__EXERCISE DIRECTIONS__
The full listing is needed, transcribed word for word.

————————

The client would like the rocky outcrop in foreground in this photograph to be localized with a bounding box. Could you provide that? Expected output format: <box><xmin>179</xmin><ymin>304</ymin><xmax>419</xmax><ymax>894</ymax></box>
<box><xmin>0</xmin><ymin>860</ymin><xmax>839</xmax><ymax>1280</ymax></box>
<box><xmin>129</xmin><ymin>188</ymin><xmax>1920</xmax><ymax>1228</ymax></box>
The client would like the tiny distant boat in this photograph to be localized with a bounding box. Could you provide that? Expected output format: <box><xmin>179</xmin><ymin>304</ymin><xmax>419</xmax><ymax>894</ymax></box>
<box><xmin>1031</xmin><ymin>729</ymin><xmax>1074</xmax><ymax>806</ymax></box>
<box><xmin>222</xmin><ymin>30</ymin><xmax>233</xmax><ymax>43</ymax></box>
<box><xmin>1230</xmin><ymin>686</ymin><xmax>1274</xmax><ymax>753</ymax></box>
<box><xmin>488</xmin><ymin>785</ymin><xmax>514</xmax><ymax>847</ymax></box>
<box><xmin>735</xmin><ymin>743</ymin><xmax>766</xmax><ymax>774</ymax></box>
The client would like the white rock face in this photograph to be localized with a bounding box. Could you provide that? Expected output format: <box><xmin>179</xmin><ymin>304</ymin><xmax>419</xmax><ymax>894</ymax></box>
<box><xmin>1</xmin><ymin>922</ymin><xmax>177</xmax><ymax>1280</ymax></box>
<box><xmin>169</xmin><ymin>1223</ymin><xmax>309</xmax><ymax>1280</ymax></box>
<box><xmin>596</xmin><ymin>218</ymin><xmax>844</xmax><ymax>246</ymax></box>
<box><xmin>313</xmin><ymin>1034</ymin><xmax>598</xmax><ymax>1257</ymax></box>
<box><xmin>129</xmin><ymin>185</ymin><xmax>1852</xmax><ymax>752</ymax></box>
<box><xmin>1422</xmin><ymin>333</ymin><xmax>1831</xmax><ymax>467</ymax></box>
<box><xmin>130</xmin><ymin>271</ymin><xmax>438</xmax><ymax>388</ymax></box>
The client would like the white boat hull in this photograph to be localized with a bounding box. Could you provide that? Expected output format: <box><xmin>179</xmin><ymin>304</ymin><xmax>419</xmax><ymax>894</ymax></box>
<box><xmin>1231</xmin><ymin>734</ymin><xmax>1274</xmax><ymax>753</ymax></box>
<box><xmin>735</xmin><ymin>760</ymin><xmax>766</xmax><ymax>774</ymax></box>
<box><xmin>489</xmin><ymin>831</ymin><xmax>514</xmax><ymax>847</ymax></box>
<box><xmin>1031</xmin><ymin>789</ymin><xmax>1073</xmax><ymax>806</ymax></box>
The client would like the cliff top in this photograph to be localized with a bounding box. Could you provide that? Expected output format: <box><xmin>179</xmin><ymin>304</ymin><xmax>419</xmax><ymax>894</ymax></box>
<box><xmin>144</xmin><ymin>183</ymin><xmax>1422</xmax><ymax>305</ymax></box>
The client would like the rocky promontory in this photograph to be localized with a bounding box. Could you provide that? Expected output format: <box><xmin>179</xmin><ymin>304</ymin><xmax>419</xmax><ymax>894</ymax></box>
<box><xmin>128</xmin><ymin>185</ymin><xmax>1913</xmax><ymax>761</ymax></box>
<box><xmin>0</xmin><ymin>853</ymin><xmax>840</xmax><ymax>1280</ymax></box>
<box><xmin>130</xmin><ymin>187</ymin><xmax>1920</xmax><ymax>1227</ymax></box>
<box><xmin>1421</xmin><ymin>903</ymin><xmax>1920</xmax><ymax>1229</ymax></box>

————————

__RESPONSE TO THIS EXERCISE__
The client would like the rocky outcrop in foreground in this photograph to be localized with a bounding box. Could you provide that? Expected output format: <box><xmin>179</xmin><ymin>304</ymin><xmax>419</xmax><ymax>894</ymax></box>
<box><xmin>0</xmin><ymin>860</ymin><xmax>839</xmax><ymax>1280</ymax></box>
<box><xmin>129</xmin><ymin>188</ymin><xmax>1920</xmax><ymax>1228</ymax></box>
The client would like the tiny distant boat in this photograph to be localized with a bounding box. Could you provide that? Expected output format: <box><xmin>179</xmin><ymin>304</ymin><xmax>419</xmax><ymax>894</ymax></box>
<box><xmin>1031</xmin><ymin>729</ymin><xmax>1074</xmax><ymax>806</ymax></box>
<box><xmin>222</xmin><ymin>30</ymin><xmax>233</xmax><ymax>43</ymax></box>
<box><xmin>1230</xmin><ymin>686</ymin><xmax>1274</xmax><ymax>753</ymax></box>
<box><xmin>488</xmin><ymin>785</ymin><xmax>514</xmax><ymax>847</ymax></box>
<box><xmin>735</xmin><ymin>743</ymin><xmax>766</xmax><ymax>774</ymax></box>
The client would like the white rock face in this photograph to be localized with a bounding box. Could you provide that? Expected output format: <box><xmin>179</xmin><ymin>304</ymin><xmax>419</xmax><ymax>894</ymax></box>
<box><xmin>1</xmin><ymin>922</ymin><xmax>177</xmax><ymax>1280</ymax></box>
<box><xmin>169</xmin><ymin>1223</ymin><xmax>309</xmax><ymax>1280</ymax></box>
<box><xmin>596</xmin><ymin>218</ymin><xmax>844</xmax><ymax>246</ymax></box>
<box><xmin>313</xmin><ymin>1034</ymin><xmax>598</xmax><ymax>1257</ymax></box>
<box><xmin>129</xmin><ymin>185</ymin><xmax>1852</xmax><ymax>752</ymax></box>
<box><xmin>1422</xmin><ymin>333</ymin><xmax>1831</xmax><ymax>467</ymax></box>
<box><xmin>130</xmin><ymin>271</ymin><xmax>438</xmax><ymax>388</ymax></box>
The client would like the white boat hull in this photograph to be localized with a bounding box. Could you provide that? Expected output format: <box><xmin>179</xmin><ymin>304</ymin><xmax>419</xmax><ymax>894</ymax></box>
<box><xmin>1231</xmin><ymin>734</ymin><xmax>1274</xmax><ymax>753</ymax></box>
<box><xmin>735</xmin><ymin>760</ymin><xmax>766</xmax><ymax>774</ymax></box>
<box><xmin>489</xmin><ymin>831</ymin><xmax>514</xmax><ymax>847</ymax></box>
<box><xmin>1031</xmin><ymin>789</ymin><xmax>1073</xmax><ymax>806</ymax></box>
The client would like the cliff top in this photograph to be localized with a bounding box. Could you provide that? Expected output format: <box><xmin>179</xmin><ymin>304</ymin><xmax>419</xmax><ymax>894</ymax></box>
<box><xmin>144</xmin><ymin>183</ymin><xmax>1422</xmax><ymax>305</ymax></box>
The client would like the rocky promontory in this photograph to be localized with a bounding box. Could you provide that? Expected output format: <box><xmin>179</xmin><ymin>304</ymin><xmax>419</xmax><ymax>894</ymax></box>
<box><xmin>128</xmin><ymin>185</ymin><xmax>1913</xmax><ymax>761</ymax></box>
<box><xmin>0</xmin><ymin>853</ymin><xmax>840</xmax><ymax>1280</ymax></box>
<box><xmin>130</xmin><ymin>187</ymin><xmax>1920</xmax><ymax>1227</ymax></box>
<box><xmin>1421</xmin><ymin>903</ymin><xmax>1920</xmax><ymax>1229</ymax></box>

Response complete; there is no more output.